━━ Raw data ━━

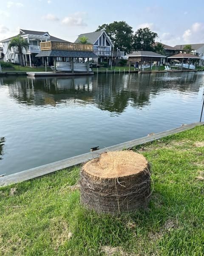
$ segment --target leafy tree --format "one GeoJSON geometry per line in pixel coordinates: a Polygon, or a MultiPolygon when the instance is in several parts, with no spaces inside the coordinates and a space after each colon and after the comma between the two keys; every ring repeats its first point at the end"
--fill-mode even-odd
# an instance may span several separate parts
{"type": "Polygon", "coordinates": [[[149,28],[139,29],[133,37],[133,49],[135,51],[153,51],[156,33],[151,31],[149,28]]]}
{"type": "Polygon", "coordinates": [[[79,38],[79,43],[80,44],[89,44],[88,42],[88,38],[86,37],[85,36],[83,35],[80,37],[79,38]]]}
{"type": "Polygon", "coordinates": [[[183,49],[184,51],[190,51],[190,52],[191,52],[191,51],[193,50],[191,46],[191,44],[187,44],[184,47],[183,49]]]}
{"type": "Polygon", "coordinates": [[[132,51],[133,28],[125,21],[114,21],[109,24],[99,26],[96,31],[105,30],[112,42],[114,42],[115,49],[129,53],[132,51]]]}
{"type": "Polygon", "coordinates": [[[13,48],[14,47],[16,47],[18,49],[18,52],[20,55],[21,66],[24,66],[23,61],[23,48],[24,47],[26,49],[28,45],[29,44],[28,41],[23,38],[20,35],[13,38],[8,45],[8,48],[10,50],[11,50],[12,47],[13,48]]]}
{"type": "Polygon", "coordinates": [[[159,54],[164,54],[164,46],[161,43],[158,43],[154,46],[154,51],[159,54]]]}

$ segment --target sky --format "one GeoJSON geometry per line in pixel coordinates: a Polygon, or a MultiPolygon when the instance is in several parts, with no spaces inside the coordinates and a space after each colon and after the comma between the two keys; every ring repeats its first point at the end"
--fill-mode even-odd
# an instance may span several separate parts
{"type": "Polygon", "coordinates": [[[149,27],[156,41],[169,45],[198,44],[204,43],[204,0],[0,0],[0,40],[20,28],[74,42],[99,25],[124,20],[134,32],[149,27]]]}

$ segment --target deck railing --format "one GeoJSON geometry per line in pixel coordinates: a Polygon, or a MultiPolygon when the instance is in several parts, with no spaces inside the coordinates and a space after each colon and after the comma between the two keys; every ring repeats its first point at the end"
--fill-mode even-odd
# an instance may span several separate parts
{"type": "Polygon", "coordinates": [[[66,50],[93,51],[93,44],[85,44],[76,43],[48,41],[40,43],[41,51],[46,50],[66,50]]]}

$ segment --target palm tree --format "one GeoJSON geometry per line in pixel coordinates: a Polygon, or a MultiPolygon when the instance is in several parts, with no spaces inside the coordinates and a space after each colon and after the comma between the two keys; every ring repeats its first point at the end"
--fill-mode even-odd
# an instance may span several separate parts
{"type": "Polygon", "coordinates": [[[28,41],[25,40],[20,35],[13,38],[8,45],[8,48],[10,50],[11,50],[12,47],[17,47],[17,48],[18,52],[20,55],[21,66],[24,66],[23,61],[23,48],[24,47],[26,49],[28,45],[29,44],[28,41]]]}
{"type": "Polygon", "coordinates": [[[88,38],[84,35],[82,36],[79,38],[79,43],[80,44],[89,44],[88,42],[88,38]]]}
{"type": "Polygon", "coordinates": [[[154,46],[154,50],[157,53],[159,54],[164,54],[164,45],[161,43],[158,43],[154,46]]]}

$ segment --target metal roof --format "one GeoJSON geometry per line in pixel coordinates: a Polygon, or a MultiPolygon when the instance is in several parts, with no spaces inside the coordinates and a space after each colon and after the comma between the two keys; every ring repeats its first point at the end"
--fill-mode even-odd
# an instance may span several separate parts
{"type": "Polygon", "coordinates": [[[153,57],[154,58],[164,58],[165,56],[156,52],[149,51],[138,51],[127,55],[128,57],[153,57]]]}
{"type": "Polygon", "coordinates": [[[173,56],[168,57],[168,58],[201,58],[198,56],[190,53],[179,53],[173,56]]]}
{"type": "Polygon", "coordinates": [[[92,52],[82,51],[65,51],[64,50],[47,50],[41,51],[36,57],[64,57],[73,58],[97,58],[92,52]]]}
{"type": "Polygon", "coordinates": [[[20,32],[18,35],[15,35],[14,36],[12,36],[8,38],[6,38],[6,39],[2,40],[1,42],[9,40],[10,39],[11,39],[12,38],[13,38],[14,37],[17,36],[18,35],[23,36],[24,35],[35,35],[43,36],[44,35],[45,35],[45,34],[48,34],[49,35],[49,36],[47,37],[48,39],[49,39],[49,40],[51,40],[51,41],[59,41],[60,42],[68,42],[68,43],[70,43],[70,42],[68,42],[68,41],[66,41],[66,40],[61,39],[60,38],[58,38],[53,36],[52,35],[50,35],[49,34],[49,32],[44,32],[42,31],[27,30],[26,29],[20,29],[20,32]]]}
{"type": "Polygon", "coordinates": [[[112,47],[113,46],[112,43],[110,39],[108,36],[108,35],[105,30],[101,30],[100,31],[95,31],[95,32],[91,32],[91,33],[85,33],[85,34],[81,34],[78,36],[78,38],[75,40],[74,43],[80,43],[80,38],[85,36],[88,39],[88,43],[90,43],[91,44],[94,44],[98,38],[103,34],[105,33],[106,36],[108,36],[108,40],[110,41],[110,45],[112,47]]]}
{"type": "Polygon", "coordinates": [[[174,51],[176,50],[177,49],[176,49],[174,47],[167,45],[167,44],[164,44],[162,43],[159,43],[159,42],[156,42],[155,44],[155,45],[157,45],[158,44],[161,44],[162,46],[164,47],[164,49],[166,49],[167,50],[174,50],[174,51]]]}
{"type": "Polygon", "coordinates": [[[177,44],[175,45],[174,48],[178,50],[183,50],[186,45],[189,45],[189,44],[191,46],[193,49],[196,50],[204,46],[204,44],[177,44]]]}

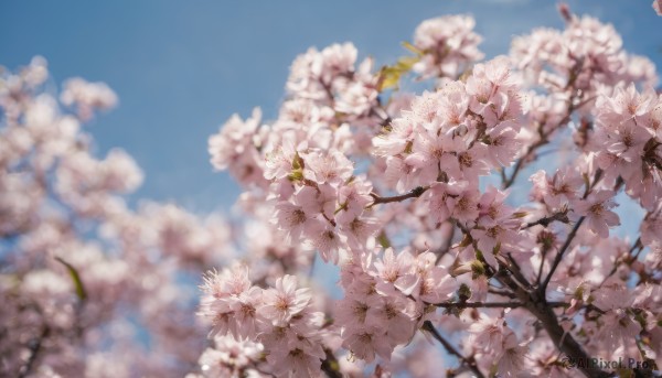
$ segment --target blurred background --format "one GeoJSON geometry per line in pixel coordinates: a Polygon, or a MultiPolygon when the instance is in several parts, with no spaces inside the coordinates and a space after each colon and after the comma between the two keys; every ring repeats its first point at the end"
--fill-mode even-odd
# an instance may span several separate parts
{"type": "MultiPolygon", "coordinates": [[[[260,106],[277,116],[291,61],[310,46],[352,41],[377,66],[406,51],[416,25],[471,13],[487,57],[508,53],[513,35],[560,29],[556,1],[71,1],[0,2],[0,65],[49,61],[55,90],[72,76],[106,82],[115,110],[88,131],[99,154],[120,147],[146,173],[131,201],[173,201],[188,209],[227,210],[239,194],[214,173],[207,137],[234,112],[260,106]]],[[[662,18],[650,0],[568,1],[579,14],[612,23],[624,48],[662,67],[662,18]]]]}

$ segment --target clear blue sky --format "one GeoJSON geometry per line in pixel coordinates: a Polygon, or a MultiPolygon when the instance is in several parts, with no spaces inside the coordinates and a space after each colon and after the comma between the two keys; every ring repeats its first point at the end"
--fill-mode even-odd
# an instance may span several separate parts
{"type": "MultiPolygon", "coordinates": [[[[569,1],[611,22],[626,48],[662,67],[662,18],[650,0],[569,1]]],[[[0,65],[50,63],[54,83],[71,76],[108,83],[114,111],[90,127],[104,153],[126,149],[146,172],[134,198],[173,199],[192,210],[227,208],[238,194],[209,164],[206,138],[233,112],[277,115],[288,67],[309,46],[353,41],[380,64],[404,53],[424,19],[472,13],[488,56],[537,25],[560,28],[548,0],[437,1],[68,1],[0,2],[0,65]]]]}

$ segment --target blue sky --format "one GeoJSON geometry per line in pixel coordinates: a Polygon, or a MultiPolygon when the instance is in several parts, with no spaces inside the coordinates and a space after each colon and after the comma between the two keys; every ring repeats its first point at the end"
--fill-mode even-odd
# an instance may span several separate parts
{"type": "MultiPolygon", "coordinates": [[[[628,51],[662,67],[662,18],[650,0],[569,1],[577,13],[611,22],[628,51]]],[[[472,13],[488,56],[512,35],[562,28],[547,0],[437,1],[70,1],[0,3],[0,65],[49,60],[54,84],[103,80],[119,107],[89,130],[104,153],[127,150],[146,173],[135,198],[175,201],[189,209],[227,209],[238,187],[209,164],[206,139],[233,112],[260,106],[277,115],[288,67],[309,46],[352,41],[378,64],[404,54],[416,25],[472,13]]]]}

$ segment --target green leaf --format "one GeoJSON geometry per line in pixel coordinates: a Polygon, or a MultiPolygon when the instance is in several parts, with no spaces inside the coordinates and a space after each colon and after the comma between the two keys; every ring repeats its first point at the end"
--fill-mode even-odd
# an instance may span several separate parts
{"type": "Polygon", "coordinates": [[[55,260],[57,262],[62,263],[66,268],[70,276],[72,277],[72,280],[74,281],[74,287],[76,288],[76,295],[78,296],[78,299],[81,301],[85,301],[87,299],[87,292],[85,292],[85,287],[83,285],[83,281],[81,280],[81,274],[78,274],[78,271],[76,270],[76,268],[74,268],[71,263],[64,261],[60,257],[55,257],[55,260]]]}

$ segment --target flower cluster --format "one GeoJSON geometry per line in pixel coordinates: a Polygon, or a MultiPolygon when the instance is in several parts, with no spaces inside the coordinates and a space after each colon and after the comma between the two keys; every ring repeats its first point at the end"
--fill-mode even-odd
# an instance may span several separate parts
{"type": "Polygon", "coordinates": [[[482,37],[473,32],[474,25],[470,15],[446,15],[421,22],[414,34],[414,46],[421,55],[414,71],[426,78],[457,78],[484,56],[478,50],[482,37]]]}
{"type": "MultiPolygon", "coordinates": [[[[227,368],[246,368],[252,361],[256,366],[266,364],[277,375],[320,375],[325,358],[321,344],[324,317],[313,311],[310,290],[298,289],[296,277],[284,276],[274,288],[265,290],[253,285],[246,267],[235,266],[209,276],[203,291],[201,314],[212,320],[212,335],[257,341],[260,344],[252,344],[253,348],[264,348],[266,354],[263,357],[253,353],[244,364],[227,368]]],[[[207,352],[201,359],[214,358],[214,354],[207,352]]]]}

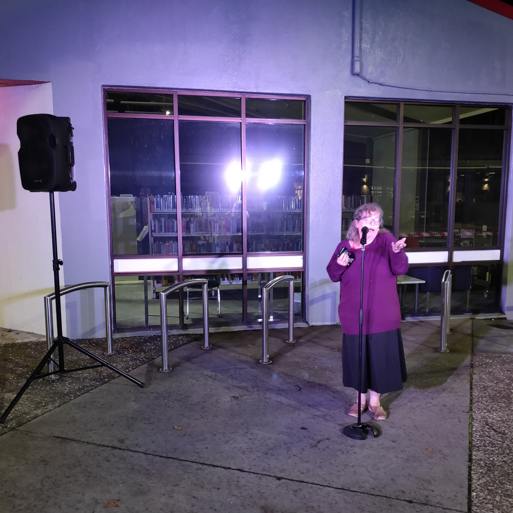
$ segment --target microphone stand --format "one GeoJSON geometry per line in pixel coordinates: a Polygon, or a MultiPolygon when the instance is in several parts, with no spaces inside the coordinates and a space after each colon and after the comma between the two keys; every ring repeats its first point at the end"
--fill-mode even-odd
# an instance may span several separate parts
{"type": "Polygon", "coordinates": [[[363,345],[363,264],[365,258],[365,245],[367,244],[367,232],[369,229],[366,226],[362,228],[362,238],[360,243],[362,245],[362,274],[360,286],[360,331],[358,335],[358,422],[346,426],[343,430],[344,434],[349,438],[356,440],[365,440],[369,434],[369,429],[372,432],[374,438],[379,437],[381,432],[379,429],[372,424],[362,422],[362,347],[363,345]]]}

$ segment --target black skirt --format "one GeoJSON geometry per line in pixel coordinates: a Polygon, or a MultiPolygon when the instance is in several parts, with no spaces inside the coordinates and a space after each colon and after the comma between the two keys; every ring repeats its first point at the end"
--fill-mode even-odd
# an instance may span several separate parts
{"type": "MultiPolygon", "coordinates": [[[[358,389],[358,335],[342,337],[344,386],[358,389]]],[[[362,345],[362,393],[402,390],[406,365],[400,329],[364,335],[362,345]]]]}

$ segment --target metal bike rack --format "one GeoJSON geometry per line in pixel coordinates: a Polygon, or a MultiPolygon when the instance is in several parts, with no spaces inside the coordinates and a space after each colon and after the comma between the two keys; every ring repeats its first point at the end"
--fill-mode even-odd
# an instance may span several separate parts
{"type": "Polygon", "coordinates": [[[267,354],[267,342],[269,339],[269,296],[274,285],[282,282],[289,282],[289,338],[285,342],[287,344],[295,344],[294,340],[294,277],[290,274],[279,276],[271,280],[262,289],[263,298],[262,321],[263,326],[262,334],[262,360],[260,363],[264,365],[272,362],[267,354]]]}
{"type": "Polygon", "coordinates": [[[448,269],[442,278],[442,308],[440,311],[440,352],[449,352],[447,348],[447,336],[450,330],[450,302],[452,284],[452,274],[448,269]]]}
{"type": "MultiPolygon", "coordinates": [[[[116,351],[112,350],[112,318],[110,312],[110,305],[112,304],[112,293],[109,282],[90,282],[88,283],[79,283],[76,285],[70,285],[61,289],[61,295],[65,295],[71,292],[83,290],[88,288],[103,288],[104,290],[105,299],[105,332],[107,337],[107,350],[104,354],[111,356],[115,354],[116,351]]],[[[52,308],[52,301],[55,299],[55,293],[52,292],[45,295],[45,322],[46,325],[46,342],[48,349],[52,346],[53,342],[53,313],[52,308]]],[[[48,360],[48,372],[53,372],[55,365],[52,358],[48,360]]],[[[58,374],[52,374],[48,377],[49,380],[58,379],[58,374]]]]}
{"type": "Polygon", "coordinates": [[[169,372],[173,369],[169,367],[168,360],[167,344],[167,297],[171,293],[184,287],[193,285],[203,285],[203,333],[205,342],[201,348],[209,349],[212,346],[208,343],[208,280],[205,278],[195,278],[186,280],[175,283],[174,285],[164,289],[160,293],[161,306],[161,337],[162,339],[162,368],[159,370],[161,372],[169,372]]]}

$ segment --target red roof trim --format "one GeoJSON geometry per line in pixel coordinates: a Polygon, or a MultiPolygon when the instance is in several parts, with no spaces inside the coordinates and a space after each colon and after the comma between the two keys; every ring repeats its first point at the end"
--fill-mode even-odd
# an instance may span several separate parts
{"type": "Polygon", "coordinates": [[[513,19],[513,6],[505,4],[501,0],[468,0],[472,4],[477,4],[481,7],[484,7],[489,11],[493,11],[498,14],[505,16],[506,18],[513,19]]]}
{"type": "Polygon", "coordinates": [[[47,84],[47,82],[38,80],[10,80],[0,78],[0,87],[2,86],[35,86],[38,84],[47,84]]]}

━━━

- What needs to be done
Extract, unchanged, the closing run of lines that opens with the line containing "segment --target red" and ends with the last line.

- Solution
$ segment --target red roof trim --format "one GeoJSON geometry per line in pixel coordinates: a Polygon, or a MultiPolygon when the instance is in several parts, with no spaces inside the coordinates and a space after each colon and after the comma between the two keys; every ring repeats its first point at the end"
--fill-mode even-odd
# an instance may span several separate parts
{"type": "Polygon", "coordinates": [[[513,19],[513,6],[505,4],[501,0],[468,0],[472,4],[477,4],[481,7],[484,7],[489,11],[493,11],[498,14],[505,16],[506,18],[513,19]]]}
{"type": "Polygon", "coordinates": [[[47,84],[47,82],[38,80],[10,80],[0,78],[0,87],[2,86],[35,86],[38,84],[47,84]]]}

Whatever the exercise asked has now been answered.